### Provided text
When these vaccine viruses are injected into the animal, they multiply within the cells and tissues of the animal, growing to large populations. It sounds terrible, but it is actually a good thing that they do multiply: greater numbers of viral particles mean that the immune system will be exposed to greater volumes of viral vaccine antigens. A greater immune response will be triggered to 'kill' off these millions of viral antigens and the end result will be higher levels of protective antibodies floating through the blood and greater numbers of memory T and B cells waiting to protect the body in the face of attack with a real, disease causing organism.

It is because of this greater immunoprotective response to the live vaccines, that live attenuated vaccines are preferred over killed-type vaccines for immunizing normal animals where possible. There are, however, times when a live vaccine is contraindicated (unsafe to use) and organisms for which the creation of live vaccine is not possible or safe (see contraindications section below)..

The reason that the young animal with the naive immune system (immune system that has never encountered the particular viral antigen before) does not get sick as a result of the vaccination with live, infectious vaccine virus is that the viruses used in the vaccines are avirulent strains. This means that, although they can multiply and infect the cells of the cat or dog in a similar fashion to the nasty forms of virus that exist in the environment, they differ enough in infectivity from their wild-type, disease-causing relatives that they are generally unable to cause severe disease signs in animals with a normal immune system. For example, the avirulent viruses may not replicate as fast or they might not access cells as quickly as the wild-type viruses and, thus, they will not have had as much chance to cause severe disease by the time the immune system catches up (around 2 weeks for a naive immune system).

Images of various vaccine bottles, showing the terms used (avirulent, living, live etc.) to indicate live attenuated vaccines.

How do manufacturers make viruses non-harmful for the purposes of vaccination?
Scientists design these avirulent strains of virus for vaccines in many ways:
1) selecting strains that preferentially grow in (have adapted to) the cells of animal species different to the one we are vaccinating (e.g. using viruses that like mouse cells more than dog cells) - i.e. they are less adapted to and thus less able to cause disease in the dog cells.
2) storing the viruses for a long time (aged viruses are less adept at causing disease).
3) they can also now use fancy technologies such as putting parts of the DNA of the infectious-disease virus (the parts that code for the viral antigens that the immune system needs to recognise to protect the body against wild-type viruses) into the 'body' of a different species of avirulent live carrier virus such that, the antigens of the infectious disease virus will be produced (and exposed to the animal immune system) by the carrier virus when it replicates.

### Problems to work on
a – According to the passage on live attenuated vaccines, roughly how long does a naive immune system take to catch up with the vaccine viruses?
b – Pick up the passage on live attenuated vaccines after its final sentence and write what comes next.

(Collected data)

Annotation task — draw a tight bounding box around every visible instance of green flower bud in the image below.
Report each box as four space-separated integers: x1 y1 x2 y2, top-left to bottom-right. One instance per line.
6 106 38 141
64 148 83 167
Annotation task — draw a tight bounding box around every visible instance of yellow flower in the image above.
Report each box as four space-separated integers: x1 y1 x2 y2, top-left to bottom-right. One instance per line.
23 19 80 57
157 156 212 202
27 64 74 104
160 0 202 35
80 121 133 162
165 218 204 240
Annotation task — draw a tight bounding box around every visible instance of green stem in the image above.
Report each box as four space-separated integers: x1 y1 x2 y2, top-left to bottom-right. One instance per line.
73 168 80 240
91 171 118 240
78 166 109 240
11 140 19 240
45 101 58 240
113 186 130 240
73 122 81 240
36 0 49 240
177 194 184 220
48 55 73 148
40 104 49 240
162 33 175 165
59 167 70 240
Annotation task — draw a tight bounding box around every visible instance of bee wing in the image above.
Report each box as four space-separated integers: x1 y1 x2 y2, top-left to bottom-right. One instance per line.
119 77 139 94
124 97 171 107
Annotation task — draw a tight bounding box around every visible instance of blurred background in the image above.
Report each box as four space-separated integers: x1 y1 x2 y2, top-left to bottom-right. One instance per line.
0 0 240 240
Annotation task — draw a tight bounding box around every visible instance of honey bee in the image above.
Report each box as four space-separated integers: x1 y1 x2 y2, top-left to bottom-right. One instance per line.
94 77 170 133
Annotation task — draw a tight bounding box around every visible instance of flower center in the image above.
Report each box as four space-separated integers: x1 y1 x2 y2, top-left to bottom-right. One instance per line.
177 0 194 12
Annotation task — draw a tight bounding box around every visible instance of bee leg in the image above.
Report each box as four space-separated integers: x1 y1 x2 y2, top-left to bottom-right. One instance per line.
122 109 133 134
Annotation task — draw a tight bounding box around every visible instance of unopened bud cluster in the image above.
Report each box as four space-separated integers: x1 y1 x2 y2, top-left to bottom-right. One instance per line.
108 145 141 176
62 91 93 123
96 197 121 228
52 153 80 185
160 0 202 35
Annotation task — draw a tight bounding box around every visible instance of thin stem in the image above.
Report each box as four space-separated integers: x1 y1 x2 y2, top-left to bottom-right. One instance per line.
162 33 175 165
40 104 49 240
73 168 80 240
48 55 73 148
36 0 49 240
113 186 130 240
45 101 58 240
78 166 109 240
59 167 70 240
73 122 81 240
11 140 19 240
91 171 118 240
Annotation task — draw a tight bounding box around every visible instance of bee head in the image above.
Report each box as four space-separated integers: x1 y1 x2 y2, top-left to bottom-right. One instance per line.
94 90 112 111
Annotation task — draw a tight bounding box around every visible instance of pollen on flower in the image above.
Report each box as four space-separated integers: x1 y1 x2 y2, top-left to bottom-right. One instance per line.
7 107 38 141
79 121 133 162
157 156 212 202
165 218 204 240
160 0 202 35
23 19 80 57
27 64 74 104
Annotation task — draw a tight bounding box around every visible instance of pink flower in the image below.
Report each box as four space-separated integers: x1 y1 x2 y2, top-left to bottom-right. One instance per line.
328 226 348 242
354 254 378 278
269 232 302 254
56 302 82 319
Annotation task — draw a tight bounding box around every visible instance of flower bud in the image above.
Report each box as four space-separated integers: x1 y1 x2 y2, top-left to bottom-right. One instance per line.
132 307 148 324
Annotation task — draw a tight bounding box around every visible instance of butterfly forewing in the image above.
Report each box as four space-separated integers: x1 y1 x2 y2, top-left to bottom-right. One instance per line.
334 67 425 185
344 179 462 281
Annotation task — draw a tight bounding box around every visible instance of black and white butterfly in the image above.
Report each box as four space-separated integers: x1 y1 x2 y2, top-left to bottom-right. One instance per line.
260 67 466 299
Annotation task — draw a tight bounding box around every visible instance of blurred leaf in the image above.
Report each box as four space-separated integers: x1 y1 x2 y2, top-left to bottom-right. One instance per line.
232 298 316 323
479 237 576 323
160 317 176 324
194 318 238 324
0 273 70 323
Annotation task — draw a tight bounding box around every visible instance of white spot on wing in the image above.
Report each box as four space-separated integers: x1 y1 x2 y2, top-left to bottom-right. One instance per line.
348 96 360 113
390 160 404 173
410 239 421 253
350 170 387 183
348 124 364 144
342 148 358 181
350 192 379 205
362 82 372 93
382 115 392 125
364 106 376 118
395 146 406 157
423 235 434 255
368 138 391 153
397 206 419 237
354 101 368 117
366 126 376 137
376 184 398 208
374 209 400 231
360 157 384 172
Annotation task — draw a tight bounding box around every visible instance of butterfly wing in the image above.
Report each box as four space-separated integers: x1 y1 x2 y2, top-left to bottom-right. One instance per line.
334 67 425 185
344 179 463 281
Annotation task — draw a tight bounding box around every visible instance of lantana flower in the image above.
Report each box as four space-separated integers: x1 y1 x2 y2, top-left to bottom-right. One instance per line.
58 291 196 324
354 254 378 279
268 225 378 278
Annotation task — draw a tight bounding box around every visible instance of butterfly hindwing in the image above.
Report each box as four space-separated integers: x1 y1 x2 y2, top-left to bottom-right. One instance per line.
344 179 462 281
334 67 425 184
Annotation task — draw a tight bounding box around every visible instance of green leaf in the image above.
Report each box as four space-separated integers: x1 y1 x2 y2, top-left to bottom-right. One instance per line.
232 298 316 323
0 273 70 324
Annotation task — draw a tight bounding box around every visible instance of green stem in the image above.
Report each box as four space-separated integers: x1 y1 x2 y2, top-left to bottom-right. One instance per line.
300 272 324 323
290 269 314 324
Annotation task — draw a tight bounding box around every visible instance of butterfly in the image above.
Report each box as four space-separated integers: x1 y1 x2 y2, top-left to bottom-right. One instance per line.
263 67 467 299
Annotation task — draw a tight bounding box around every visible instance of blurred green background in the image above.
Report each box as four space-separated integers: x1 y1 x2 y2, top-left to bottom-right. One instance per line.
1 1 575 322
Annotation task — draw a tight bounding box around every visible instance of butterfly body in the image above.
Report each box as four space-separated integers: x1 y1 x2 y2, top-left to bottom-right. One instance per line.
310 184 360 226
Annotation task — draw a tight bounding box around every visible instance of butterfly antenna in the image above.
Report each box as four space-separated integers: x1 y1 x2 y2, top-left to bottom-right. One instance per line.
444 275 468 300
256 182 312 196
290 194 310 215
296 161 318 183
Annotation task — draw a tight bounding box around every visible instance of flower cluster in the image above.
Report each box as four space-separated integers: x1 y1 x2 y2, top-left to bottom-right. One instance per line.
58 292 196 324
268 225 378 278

### Solved problems
a – Around 2 weeks.

b –
Sometimes, just inoculating the animal with a live, semi-virulent virus in a site of the body that is different to the one the organism usually favours for replication, can result in a protective immune response and minimal clinical side effects. For example, the feline respiratory viruses (feline herpes, feline calicivirus) preferentially infect the cells of the respiratory tract. When they infect these cells, they cause disease (cat-flu). If the viruses are placed in a vaccine and injected into the skin ( a site they would not normally attack), the immune system will attack them and acquire immunity towards the wild-type, disease-causing cat-flu viruses, but the cat should not exhibit signs of disease towards the vaccine.

What are the contraindications of live virus vaccines?
Because live virus vaccines do invade the cells of animals and replicate, it is possible for them to cause disease eventually, should the immune system not come along at some point to destroy them. After all, endless viral replication, even of avirulent strains of virus, will eventually prove harmful. As explained above, these viruses do cause cell damage during replication in the body, it is just that they do it so much slower and less effectively than the wild-type viruses do (consequently, the 1-2 week delay in immune response that occurs when a normal, but naive immune system first meets a live vaccine virus will not usually be a problem - the avirulent viruses should not get a chance to do a lot of damage in this period of time).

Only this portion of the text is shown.